### Short task
Give back the full listing, character for character, with no pictures.

### Stored data
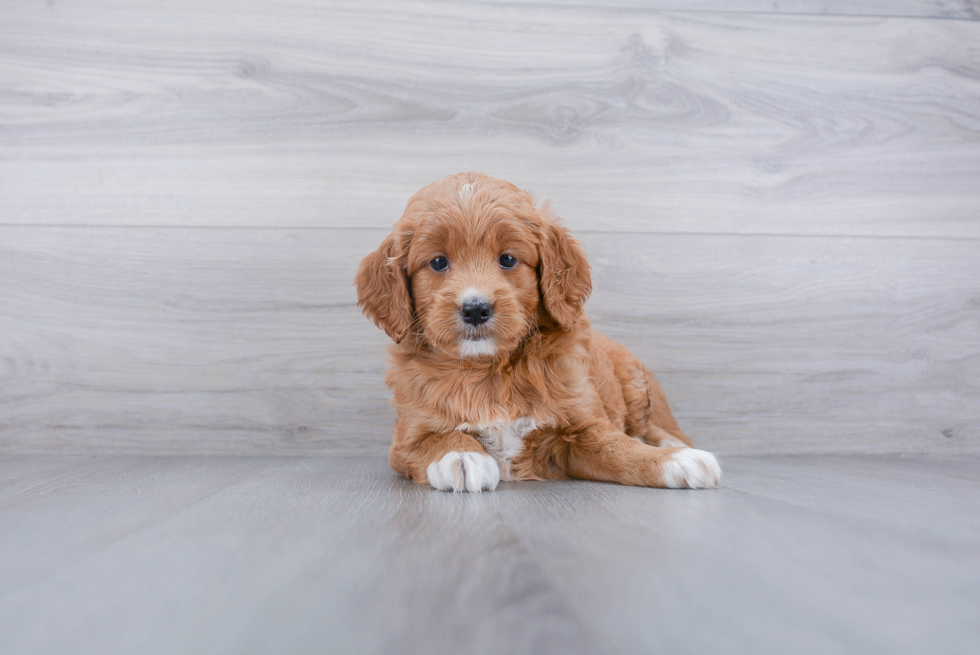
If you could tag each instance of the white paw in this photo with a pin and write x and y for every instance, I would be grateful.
(691, 469)
(464, 471)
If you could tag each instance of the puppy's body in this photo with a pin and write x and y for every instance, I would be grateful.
(496, 373)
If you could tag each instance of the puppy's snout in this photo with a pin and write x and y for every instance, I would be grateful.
(476, 312)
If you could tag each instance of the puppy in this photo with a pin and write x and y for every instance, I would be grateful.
(495, 371)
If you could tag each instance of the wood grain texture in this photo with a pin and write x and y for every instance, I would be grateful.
(302, 555)
(235, 341)
(920, 8)
(296, 114)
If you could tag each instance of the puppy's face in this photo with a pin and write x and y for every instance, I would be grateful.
(474, 280)
(471, 269)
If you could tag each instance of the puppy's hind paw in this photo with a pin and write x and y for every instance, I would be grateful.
(690, 468)
(464, 471)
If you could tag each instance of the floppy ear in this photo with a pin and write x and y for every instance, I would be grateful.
(564, 274)
(382, 289)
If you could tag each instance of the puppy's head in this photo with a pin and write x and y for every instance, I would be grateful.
(472, 268)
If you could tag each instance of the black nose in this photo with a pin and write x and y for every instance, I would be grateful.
(476, 312)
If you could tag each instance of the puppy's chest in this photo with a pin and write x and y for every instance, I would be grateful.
(503, 440)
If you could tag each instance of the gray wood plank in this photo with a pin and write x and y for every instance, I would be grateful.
(922, 8)
(258, 113)
(233, 341)
(339, 555)
(302, 556)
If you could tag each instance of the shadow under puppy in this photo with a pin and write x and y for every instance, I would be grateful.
(495, 370)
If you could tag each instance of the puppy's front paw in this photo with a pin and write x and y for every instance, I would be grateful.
(464, 471)
(689, 468)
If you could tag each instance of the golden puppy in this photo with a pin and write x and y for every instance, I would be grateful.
(496, 373)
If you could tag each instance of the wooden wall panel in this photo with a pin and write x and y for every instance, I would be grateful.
(247, 341)
(299, 114)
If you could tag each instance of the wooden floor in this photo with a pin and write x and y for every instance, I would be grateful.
(804, 554)
(781, 207)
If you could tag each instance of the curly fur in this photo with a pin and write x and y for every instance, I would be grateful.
(597, 413)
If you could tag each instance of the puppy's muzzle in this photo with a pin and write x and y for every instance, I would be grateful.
(476, 312)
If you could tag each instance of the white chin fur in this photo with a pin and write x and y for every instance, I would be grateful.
(477, 348)
(464, 471)
(691, 469)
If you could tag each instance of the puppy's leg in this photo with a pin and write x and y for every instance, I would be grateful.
(648, 416)
(613, 456)
(449, 462)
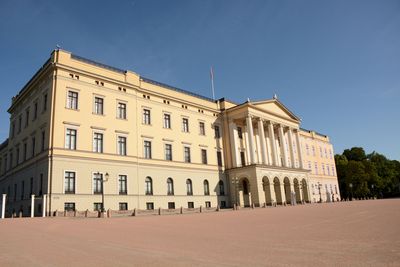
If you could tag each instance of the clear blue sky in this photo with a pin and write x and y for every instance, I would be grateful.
(336, 64)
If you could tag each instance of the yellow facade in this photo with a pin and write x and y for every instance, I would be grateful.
(78, 121)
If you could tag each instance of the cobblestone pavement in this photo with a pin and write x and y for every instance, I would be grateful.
(358, 233)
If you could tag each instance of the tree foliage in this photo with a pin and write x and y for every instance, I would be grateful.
(361, 175)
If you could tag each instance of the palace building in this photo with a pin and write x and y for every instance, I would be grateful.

### Answer for this exercise
If you could tag each instance of the white paw in this photo with a pin and write x and y for every instance, I would be grateful.
(691, 469)
(464, 471)
If you could tag each instance of the puppy's body in this photo with a pin and write x and y for every instance, I would be grateful.
(496, 373)
If you could tag each instance of the puppy's snout in this photo with a pin and write x and y for every instance, I would be grateful.
(476, 312)
If you could tag each instance of the puppy in this photo with a pin and write x and y for every instance, I would be grateful.
(495, 371)
If you could tag each instance of the wood grain texture in this photo with a pin and write x and y for every instance, I would be grateful.
(302, 555)
(235, 341)
(920, 8)
(296, 114)
If you could tag each instance of the puppy's face in this photo with a pin and write x and y for every instance, I would be grateful.
(474, 280)
(471, 269)
If you could tag each instance of the puppy's hind paw in this photo with a pin and write x and y for every instance, I would be grateful.
(690, 468)
(464, 471)
If you could tag each instance of the floppy ear in this photo with a pin and write x and y for every instance, I would be grateful.
(564, 274)
(382, 289)
If you could tag each instance of the puppy's head in this photo with a pin and write x and y for every instance, I would be grateful.
(472, 268)
If you could tag each instance of the black nose in this photo with a pin and write x and y for every instance, I would be grateful.
(476, 312)
If you could tag each instance of the puppy's chest in this photo with a pin and write x and y for every instance, I would be grateful.
(503, 440)
If you could tag each instance of the gray wood plank in this photo with a pin and write x and y for every instance, I would be grateful.
(922, 8)
(258, 113)
(233, 341)
(339, 555)
(302, 556)
If you could tag each instance of the shadow under puppy in this photo with a pin and write x and y for every instance, I would be grateful.
(495, 370)
If you could tag each instance of the puppy's front paw in this photo with a pin and write x and y for every instance, I would be grateful.
(464, 471)
(689, 468)
If you could tag each instance of the golden puppy in this photo with a pin and write x and y for every instance, I would be grateful.
(496, 373)
If you could tag each instance of the wooden wall panel in this photo with a pin and write x and y for every instance, I would be grateful.
(247, 341)
(299, 114)
If you could tag each instance of the wooden floor in this photo with a pin and write x and y for every instance, I would be grateful.
(804, 554)
(781, 207)
If you could tag each instance of the curly fur in this photo with a pin and write x and y for every instance, I would be grateful.
(597, 413)
If you could tag each instance of the puppy's muzzle in this photo with a pin and write x and y for every instance, I would be grateful.
(476, 312)
If you could tag each instance of the white chin fur in this photo with a pin and write x and y for every instance, I would be grateful.
(477, 348)
(464, 471)
(691, 469)
If you could tag each instance of the puppy's leg in this photo with a pin and write x and y for every instance, I would be grateful.
(648, 416)
(613, 456)
(449, 462)
If you could tag each instance of the clear blue sky in this photo with a pin and write x and y for every instance, I would be grateful.
(336, 64)
If you could tag each instance of the yellow facade in this photo with a pin and write x and y for every instance, I would be grateful.
(78, 121)
If you could tag each instance of the cobblestone pavement in this photo with a pin and write x and y for every instance, I would be grateful.
(358, 233)
If you could tag each instance of the tree foliage in this photo with a pin and write x and y for every instance, I would be grateful.
(361, 175)
If you could tag each instance of the palace building in this photo with a pin and write x and y for every instance, I would be grateful.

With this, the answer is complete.